> **RECORDED DATA**:
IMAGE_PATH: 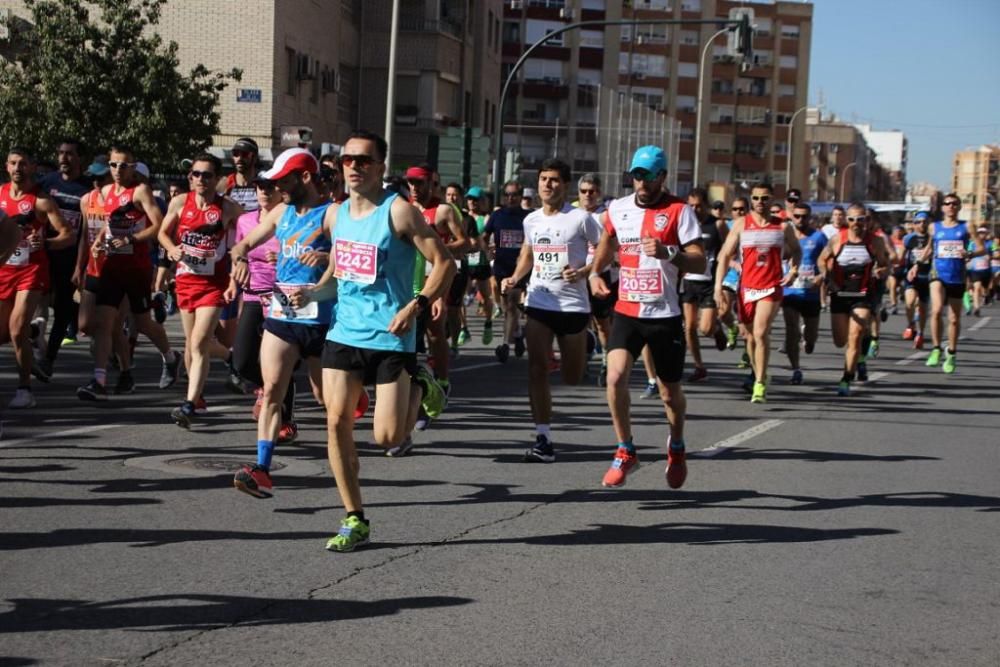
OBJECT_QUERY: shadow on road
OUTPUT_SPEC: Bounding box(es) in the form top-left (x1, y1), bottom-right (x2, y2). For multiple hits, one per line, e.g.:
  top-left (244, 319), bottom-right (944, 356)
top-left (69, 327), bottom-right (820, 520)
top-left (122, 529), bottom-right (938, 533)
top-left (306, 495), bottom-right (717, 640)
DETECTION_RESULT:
top-left (0, 594), bottom-right (473, 632)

> **INSTRUCTIONS TO FOLLOW**:
Write out every line of the records again, requests included but leaving out the pictures. Multiply each bounding box coordinate in the answers by 2.1 and round it to a whole number, rounding halves up.

> **RESPONSE**:
IMAGE_PATH: 
OBJECT_QUERY: shadow on road
OUTPUT_SPEC: Bounding box(es) in the form top-left (x1, y1), bottom-right (x2, y2). For multiple hits, one per line, e.g.:
  top-left (244, 319), bottom-right (944, 356)
top-left (69, 327), bottom-right (820, 520)
top-left (122, 529), bottom-right (938, 533)
top-left (306, 495), bottom-right (717, 640)
DETECTION_RESULT:
top-left (0, 1247), bottom-right (993, 1327)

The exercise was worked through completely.